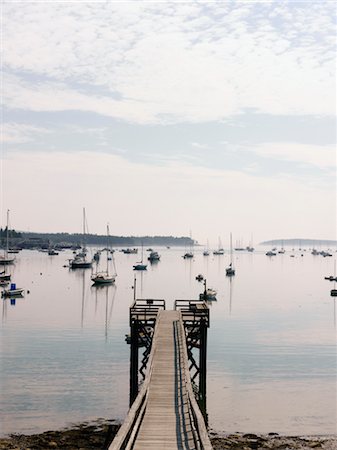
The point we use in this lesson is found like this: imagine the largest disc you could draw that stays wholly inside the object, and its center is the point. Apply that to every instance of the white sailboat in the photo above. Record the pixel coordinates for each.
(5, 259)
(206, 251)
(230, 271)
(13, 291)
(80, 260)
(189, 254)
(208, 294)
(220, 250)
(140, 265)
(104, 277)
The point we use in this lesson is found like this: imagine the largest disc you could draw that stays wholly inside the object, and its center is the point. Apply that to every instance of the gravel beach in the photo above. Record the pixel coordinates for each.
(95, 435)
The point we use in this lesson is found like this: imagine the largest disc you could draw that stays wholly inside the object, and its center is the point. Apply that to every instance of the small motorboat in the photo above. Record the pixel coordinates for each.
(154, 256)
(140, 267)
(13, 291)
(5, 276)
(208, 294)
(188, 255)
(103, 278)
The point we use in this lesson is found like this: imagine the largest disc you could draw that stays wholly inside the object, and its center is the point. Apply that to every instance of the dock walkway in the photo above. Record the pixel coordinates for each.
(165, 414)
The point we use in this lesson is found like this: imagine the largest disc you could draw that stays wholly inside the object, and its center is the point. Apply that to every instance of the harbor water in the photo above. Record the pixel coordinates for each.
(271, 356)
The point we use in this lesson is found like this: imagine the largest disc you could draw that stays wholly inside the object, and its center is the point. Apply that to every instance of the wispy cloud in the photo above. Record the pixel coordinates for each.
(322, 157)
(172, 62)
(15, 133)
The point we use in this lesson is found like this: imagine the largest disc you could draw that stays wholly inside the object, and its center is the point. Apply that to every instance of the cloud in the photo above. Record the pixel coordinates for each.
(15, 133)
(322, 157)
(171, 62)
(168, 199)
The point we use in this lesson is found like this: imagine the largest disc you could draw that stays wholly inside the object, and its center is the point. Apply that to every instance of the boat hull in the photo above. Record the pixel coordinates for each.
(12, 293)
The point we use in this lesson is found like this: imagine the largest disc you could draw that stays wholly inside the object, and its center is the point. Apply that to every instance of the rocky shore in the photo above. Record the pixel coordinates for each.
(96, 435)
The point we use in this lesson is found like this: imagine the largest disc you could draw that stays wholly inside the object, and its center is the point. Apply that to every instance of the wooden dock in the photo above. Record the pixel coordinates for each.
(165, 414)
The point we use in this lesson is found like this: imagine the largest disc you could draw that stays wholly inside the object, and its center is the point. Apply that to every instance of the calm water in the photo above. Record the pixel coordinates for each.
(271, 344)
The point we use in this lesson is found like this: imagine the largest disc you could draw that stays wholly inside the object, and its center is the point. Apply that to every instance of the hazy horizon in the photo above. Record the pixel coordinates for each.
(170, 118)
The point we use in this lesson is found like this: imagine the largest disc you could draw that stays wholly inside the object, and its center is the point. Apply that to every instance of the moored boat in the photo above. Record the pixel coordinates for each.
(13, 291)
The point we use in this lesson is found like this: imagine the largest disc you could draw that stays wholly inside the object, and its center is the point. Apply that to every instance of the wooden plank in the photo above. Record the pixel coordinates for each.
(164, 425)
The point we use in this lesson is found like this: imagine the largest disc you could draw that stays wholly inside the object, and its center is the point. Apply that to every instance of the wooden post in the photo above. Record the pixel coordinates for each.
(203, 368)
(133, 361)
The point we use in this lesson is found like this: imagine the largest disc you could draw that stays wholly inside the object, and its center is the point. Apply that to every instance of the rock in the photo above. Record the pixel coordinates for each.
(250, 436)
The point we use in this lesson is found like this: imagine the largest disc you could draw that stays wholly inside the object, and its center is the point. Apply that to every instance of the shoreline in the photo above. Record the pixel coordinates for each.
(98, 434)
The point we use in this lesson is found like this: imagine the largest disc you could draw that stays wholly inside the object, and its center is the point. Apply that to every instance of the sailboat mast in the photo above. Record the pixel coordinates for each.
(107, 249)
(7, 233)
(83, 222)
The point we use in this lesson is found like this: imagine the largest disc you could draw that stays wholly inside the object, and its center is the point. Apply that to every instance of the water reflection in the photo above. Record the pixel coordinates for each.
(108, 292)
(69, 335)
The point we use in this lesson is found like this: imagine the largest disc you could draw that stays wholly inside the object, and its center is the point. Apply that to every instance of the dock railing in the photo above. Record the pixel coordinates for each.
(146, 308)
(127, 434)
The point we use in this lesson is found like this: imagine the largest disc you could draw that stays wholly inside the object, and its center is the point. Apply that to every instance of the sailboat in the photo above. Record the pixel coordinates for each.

---

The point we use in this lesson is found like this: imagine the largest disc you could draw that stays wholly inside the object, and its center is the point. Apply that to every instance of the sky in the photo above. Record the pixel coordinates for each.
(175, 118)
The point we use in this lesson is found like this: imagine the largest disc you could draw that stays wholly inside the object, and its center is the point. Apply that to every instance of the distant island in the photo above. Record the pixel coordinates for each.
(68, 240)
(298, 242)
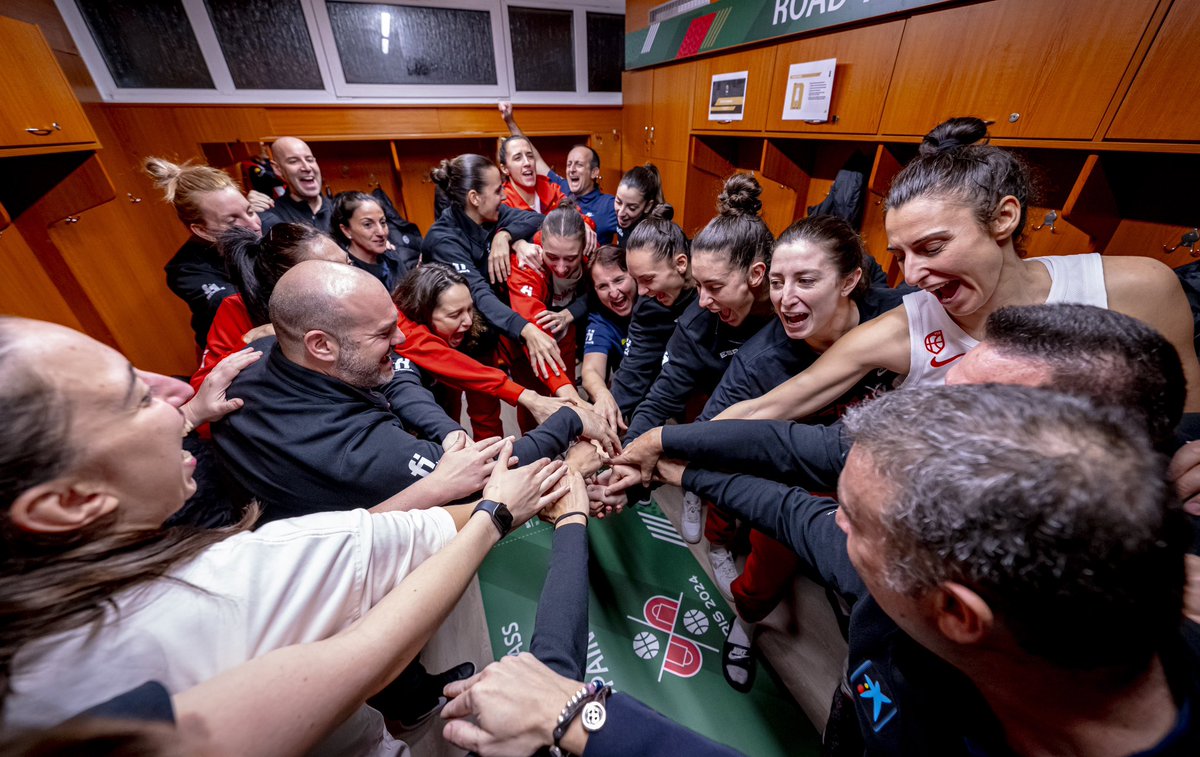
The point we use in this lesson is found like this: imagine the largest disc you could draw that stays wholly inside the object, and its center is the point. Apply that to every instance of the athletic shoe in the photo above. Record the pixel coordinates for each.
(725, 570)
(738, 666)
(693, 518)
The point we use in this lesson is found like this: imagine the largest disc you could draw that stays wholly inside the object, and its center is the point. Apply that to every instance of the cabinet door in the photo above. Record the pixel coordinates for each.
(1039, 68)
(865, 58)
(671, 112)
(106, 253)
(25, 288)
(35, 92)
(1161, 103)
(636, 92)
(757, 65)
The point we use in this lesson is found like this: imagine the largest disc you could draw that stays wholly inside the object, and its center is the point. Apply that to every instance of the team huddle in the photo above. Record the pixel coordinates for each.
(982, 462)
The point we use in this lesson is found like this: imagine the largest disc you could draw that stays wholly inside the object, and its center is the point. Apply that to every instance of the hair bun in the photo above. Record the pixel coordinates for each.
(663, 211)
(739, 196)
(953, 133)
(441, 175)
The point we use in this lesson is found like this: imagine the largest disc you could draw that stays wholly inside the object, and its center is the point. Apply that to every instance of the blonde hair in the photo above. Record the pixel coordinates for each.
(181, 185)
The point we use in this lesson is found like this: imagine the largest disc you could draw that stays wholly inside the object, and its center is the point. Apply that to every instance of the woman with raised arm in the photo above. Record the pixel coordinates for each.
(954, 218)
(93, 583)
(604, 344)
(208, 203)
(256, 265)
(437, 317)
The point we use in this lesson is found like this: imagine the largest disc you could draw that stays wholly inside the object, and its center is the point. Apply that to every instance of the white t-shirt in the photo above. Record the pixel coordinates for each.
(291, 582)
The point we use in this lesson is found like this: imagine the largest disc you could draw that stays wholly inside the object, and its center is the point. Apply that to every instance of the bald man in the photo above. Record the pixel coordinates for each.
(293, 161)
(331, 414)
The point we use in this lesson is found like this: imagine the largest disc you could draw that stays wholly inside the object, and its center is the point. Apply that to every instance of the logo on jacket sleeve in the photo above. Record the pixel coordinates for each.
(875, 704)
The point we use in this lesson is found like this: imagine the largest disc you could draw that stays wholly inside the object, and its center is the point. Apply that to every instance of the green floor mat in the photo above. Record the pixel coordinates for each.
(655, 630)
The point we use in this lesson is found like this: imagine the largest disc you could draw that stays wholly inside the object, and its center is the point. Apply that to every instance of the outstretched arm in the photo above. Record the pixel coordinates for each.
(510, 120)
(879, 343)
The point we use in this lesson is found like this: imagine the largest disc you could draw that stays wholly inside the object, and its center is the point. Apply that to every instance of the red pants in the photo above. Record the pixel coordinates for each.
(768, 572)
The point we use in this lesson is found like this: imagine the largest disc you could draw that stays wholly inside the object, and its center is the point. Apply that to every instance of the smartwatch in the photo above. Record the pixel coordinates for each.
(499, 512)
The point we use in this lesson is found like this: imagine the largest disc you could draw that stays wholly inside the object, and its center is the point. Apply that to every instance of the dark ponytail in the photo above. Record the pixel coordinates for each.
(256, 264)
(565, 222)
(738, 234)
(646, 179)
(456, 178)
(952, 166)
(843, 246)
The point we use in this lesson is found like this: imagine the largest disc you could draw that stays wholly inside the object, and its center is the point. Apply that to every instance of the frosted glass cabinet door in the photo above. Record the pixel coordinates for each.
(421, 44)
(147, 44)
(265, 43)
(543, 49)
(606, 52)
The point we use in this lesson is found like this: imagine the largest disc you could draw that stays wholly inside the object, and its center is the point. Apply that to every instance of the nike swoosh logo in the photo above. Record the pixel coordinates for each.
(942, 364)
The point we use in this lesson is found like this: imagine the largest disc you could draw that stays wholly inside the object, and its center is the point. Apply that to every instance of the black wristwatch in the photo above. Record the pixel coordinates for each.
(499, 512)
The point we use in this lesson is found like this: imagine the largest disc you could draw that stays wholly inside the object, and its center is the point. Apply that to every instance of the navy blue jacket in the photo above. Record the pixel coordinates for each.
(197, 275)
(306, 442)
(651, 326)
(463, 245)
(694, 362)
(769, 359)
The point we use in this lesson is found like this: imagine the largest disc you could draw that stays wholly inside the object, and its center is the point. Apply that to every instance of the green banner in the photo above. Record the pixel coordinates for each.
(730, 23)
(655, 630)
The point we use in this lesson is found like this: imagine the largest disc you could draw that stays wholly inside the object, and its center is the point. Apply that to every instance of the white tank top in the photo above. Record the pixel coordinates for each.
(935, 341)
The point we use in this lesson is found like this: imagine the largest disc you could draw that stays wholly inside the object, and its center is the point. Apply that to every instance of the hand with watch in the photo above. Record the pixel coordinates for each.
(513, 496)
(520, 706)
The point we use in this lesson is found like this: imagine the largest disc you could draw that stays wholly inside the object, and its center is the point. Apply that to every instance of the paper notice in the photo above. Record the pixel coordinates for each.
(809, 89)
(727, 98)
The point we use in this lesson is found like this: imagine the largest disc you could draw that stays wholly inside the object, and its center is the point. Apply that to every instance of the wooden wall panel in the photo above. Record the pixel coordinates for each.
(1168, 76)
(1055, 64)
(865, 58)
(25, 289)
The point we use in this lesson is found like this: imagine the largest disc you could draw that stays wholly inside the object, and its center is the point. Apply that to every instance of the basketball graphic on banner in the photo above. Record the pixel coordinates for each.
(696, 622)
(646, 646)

TASK TO CARRY OUT →
Copy out every line of the listing above that contains the string "cloud".

WORKED ANSWER →
The point we use in this lesson is found like this: imagine the largest disc you could draw that stays wholly inside the object, and its center is the point. Apply that to every instance of the wispy cloud in the photo above. Record the pixel coordinates for each.
The point we use in this lesson is found like this: imagine the largest disc you could draw that stays wholly inside the object, and its center is the point. Apply that to every instance of the cloud in the photo above. Record the pixel coordinates for each.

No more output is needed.